[START Dataset]

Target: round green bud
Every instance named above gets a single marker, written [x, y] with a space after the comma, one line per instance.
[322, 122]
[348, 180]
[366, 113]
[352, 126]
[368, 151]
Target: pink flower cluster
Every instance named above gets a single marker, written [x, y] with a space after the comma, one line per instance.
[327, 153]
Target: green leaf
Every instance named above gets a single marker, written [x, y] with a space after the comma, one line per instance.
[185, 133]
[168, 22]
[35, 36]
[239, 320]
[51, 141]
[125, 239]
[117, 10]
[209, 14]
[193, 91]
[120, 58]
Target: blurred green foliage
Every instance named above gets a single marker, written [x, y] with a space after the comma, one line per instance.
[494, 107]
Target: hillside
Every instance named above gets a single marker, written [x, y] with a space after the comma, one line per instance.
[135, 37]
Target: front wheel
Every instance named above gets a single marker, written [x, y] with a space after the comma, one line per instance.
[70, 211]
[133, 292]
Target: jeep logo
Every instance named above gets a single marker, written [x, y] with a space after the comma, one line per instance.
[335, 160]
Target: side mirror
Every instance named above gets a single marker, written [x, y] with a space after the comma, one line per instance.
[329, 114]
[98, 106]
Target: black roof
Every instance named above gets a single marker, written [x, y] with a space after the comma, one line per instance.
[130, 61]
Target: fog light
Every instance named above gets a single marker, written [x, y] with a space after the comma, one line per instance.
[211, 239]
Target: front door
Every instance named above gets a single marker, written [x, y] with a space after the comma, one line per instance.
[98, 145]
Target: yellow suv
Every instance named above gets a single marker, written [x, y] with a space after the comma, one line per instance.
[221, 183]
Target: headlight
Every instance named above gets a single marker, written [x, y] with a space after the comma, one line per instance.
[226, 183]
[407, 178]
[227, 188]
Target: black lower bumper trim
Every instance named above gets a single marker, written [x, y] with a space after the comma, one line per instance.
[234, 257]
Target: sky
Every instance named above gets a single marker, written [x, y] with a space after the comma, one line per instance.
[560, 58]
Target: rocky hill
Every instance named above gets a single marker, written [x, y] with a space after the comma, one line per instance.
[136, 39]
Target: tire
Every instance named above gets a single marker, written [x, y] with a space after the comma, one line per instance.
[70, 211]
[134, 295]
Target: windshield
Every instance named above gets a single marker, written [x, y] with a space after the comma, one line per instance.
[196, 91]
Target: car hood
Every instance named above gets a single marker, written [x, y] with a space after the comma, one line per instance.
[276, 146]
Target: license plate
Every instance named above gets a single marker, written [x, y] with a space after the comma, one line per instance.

[END Dataset]

Task to carry out
Copy the stretch from the line containing "Target: rocky hill" through the end of the material, swapping every "instance" for "item" and leaving all else the same.

Worked solution
Target: rocky hill
Every item named above gets a single marker, written [x, y] with a space after the comma, one line per item.
[136, 39]
Target: tire
Every item named above gets a single marker, written [x, y] with a space after the comma, one line per item.
[70, 211]
[134, 295]
Target: windshield
Every item named above gets a single marker, written [x, y] with a space after the comma, one line per item.
[196, 91]
Target: car hood
Every item named above gets a single marker, written [x, y] with a space after the comma, one line per item.
[276, 146]
Target: license plate
Every item named above gets a single marker, written [x, y] with a space after the comma, one line per item.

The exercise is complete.